··· Articolo di partenza

Un altro Kim, erede per caso con l’atomica fra le mani

Il «grande successore», dell’ultima dinastia stalinista al mondo, ha 28 anni, la faccia da porcellino d’India e i gradi di generale, anche se la sua esperienza militare è minima. Una delle foto incautamente fatte circolare dalla propaganda lo immortala mentre scruta l’orizzonte con un binocolo, ma al contrario. Kim Jong un, il terzogenito del «caro leader» della Corea del Nord, fulminato da un infarto, eredita non solo un regime fermo al Medioevo comunista che affama il suo popolo, ma pure le chiavi dell’arsenale nucleare.
Fino a pochi anni fa la vita del «grande successore», come è stato subito battezzato dai media di Stato alla morte del padre, era un totale mistero. Ancora oggi non è chiaro se sia nato nel 1983 o nel 1984. Il terzogenito di Kim Jong il è il figlio di Ko Yong Hui, una ballerina nata in Giappone, ma di origini coreane, molto amata dal dittatore scomparso. La terza moglie del «caro leader», che morì nel 2004 per un cancro, chiamava l’ultimogenito «re della stella del mattino». Della giovinezza dell’erede designato esisteva solo una foto scattata a 11 anni e per questo era soprannominato il «figlio senza volto». Il padre lo mandò a studiare in Svizzera, vicino a Berna, con il falso nome di Pak Chol. Nella confederazione ha studiato inglese, tedesco e francese, ma i suoi compagni lo ricordano per la passione per il basket, che continuerebbe a mantenere seguendo in tv il campionato Nba americano. Il suo mito era Michael Jordan. Il futuro leader del paese più chiuso al mondo amava anche sciare, disegnava fumetti ed era affascinato da Jean-Claude Van Damme, l’attore di Hollywood macho delle arti marziali. Nel 2000 Kim abbandonò gli studi e rientrò in patria per seguire le orme del padre. Forse non è un caso che la prima lode delle sue virtù, insegnata agli scolari, si intitola «Orme». Nel paese con il quarto esercito del mondo l’erede ha frequentato l’accademia militare arrivando ai gradi di capitano.

······
··· Voci fornite

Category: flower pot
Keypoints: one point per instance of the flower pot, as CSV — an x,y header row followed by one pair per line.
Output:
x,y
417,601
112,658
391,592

······

= Cosa farai =
Riscrivi il tratto dell'articolo su Kim Jong un che va da "Un altro Kim, erede" fino a "chiavi dell’arsenale nucleare.", mettendo "cannocchiale" al posto di "binocolo". Le voci sono materiale a sé stante, separato dall'articolo.

= Soluzione =
Un altro Kim, erede per caso con l’atomica fra le mani

Il «grande successore», dell’ultima dinastia stalinista al mondo, ha 28 anni, la faccia da porcellino d’India e i gradi di generale, anche se la sua esperienza militare è minima. Una delle foto incautamente fatte circolare dalla propaganda lo immortala mentre scruta l’orizzonte con un cannocchiale, ma al contrario. Kim Jong un, il terzogenito del «caro leader» della Corea del Nord, fulminato da un infarto, eredita non solo un regime fermo al Medioevo comunista che affama il suo popolo, ma pure le chiavi dell’arsenale nucleare.